● **Provided entries**:

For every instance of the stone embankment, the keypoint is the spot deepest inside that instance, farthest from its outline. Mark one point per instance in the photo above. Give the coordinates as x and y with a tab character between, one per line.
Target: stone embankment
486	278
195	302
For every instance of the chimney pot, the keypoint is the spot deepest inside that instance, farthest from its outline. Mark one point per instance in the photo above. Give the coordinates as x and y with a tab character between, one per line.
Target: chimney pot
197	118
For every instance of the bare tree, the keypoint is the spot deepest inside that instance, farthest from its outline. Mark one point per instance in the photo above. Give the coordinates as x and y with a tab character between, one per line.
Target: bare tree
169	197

● **Short task**:
Repeat all the lines above, requests included, but multiply every coordinate in the answers by 2.3 and round each result to a whole number, with halves rounded up.

● **Solution for this task**:
For every instance of the stone embankment, the keypoint is the spot deepest inside that instance, farthest from its outline. Mark one point per instance in the photo above. Give the coordinates as x and y with a tab character between, one per line.
Target: stone embankment
1118	639
449	695
For every instance of the chimney pot, the keypoint is the spot deepest inside that instance, farthest from its outline. Mark one point per instance in the photo above. Give the coordinates as x and y with a tab character between, one per line.
Target: chimney pot
453	271
For every instance of the bare tree, the keypoint is the spot deepest inside that instance, farthest from its outline. Mark one point per instance in the photo above. Give the coordinates as x and y with a tab character between, one per line.
Target: bare tree
389	453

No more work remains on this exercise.